THE RIGHT TO PRIVACY:
I won't endeavor to define privacy here; I think we all have the same general understanding of what privacy is, what it means. But, what is the right to privacy? Most people who read this article probably don't realize that the right to privacy does not appear anywhere in the Constitution, including the Bill of Rights. Nor does the right to privacy appear in the Declaration of Independence. Or at least, these words do not appear in the founding documents. So, where do we get this right to privacy as it is recognized today?
The right to privacy, at least the term, is a creation of U.S. Supreme Court case law. That is to say it was first given legal recognition by the judicial branch through its interpretation of the Constitution and its meaning along with the intent of the founding fathers. Although the specific word "privacy" and the phrase "right to privacy" do not appear in the founding documents, it is argued that the idea is there; the right exists, and it was understood by the framers that the right exists.

● YOUR TASKS:
[a] List every founding document that the passage on the right to privacy names.
[b] Reword the passage on the right to privacy, starting with "The right to privacy, at" and going on through "the right exists.", so that "federal judiciary" takes the place of "judicial branch".
The lines play no part in any work on the passage on the right to privacy.

● DATA EXTRACTS:

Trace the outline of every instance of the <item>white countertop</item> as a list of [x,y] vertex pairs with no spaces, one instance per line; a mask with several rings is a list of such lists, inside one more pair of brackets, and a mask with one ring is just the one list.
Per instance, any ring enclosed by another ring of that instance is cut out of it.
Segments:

--

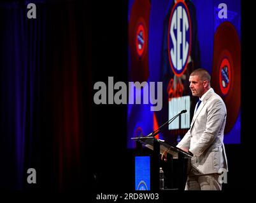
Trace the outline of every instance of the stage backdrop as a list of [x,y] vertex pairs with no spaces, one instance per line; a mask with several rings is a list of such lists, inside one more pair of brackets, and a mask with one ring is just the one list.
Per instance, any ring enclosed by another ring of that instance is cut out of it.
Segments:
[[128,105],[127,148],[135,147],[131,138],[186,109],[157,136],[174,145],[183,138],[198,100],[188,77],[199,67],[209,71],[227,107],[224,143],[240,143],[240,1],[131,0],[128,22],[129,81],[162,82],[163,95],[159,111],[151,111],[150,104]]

● ANSWERS GIVEN:
[a]
the Constitution
the Bill of Rights
the Declaration of Independence

[b]
The right to privacy, at least the term, is a creation of U.S. Supreme Court case law. That is to say it was first given legal recognition by the federal judiciary through its interpretation of the Constitution and its meaning along with the intent of the founding fathers. Although the specific word "privacy" and the phrase "right to privacy" do not appear in the founding documents, it is argued that the idea is there; the right exists, and it was understood by the framers that the right exists.